# Problems to solve
1/ In the passage on the Column of Phocas, why was the earlier inscription on the column's marble socle chiselled away? Answer in one to three sentences.
2/ According to the passage on the Column of Phocas, how tall is the fluted Corinthian column?
3/ Reproduce the part of the passage on the Column of Phocas that starts with "The English translation" and goes on through "of His Piousness.".
## START Selected passage
Ancient Roman triumphal column, a landmark of Rome, Italy

The Column of Phocas (Colonna di Foca) is a Roman monumental column in the Roman Forum of Rome, Italy, built when Rome was part of the Eastern Roman Empire after its reconquest from the Kingdom of the Ostrogoths.

==History==
Erected in front of the Rostra and dedicated or rededicated in honour of the Eastern Roman Emperor Phocas on August 1, 608 AD, it was the last architectural addition made to the Forum Romanum, after over 1,300 years of construction. The fluted Corinthian column stands 13.6 m (44 ft) tall on its cubical white marble socle. On stylistic grounds, the column seems to have been made in the 2nd century for an unknown structure, and then recycled for the present monument. Likewise, the socle was recycled from its original use supporting a statue dedicated to Diocletian; the former inscription was chiselled away to provide a space for the later text.

The base of the column was uncovered in 1813, and the inscription on it reads, in Latin:

Optimo clementiss[imo piissi]moque / principi domino n[ostro] / F[ocae imperat]ori / perpetuo a d[e]o coronato, [t]riumphatori / semper Augusto / Smaragdus ex praepos[ito] sacri palatii / ac patricius et exarchus Italiae / devotus eius clementiae / pro innumerabilibus pietatis eius beneficiis et pro quiete / procurata Ital[iae] ac conservata libertate / hanc sta(tuam maiesta)tis eius / auri splend(ore fulge)ntem huic / sublimi colu(m)na(e ad) perennem / ipsius gloriam imposuit ac dedicavit / die prima mensis Augusti, indict[ione] und[icesima] / p[ost] c[onsulatum] pietatis eius anno quinto

The English translation is as follows:

To the best, most clement and pious ruler, our lord Phocas the perpetual emperor, crowned by God, the forever august triumphator, did Smaragdus, former praepositus sacri palatii and patricius and Exarch of Italy, devoted to His Clemency for the innumerable benefactions of His Piousness and for the peace acquired for Italy and its freedom preserved, this statue of His Majesty, blinking from the splendor of gold here on this tallest column for his eternal glory erect and dedicate, on the first day of the month of August, in the eleventh indiction in the fifth year after the consulate of His Piousness.
## END Selected passage
## START Given data
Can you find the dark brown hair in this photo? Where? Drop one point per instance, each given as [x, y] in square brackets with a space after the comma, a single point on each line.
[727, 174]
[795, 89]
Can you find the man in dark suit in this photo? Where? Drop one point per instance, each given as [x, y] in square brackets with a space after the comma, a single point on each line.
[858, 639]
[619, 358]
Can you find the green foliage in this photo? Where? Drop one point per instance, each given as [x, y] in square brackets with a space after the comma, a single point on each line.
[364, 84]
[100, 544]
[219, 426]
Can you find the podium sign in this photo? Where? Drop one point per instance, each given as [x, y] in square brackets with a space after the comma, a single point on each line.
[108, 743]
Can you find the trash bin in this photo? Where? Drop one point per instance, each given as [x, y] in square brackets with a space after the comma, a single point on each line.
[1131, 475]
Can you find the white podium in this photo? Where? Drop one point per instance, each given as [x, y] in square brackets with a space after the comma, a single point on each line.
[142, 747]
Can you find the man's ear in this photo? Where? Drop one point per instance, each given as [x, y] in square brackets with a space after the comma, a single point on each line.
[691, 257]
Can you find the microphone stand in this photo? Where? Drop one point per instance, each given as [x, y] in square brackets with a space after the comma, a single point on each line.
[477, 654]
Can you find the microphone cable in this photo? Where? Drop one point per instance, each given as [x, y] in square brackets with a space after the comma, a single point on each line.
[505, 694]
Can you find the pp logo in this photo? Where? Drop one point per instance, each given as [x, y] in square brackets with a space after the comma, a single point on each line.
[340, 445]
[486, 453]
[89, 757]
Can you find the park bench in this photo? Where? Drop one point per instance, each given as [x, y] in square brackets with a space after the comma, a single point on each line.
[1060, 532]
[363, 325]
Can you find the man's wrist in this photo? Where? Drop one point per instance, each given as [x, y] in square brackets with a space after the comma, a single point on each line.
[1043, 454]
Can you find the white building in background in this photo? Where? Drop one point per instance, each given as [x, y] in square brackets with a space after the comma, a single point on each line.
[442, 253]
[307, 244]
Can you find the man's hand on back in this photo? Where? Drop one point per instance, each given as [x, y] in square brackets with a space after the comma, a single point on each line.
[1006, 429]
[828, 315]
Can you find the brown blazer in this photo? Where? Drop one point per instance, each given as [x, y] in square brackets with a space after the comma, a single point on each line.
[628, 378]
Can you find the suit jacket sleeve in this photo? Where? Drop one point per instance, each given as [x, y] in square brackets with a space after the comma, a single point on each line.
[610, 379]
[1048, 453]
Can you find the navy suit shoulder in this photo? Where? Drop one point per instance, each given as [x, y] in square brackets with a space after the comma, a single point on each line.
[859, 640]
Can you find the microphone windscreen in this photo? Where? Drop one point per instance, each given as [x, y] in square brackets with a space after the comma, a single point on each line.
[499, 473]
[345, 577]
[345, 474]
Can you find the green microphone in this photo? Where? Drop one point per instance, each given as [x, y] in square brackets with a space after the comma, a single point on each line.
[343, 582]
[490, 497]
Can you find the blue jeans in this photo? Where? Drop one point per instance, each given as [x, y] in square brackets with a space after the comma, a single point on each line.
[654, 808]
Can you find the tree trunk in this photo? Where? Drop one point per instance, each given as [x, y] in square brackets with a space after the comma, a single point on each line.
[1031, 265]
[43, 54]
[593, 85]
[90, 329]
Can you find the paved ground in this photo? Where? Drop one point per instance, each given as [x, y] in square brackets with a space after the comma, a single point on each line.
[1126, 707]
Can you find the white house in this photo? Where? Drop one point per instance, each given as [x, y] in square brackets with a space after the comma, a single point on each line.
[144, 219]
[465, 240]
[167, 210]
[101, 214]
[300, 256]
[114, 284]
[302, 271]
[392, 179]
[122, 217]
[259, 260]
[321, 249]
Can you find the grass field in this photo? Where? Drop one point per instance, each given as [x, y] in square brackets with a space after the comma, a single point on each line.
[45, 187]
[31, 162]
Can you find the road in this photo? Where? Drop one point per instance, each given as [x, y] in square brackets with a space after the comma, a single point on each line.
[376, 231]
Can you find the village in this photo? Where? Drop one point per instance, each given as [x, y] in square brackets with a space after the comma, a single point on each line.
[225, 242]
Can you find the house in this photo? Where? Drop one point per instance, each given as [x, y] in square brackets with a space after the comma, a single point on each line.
## END Given data
# Task-by-task results
1/ The socle had originally supported a statue dedicated to Diocletian. Its former inscription was chiselled away to make room for the later text honoring Phocas.

2/ It stands 13.6 m (44 ft) tall.

3/
The English translation is as follows:

To the best, most clement and pious ruler, our lord Phocas the perpetual emperor, crowned by God, the forever august triumphator, did Smaragdus, former praepositus sacri palatii and patricius and Exarch of Italy, devoted to His Clemency for the innumerable benefactions of His Piousness and for the peace acquired for Italy and its freedom preserved, this statue of His Majesty, blinking from the splendor of gold here on this tallest column for his eternal glory erect and dedicate, on the first day of the month of August, in the eleventh indiction in the fifth year after the consulate of His Piousness.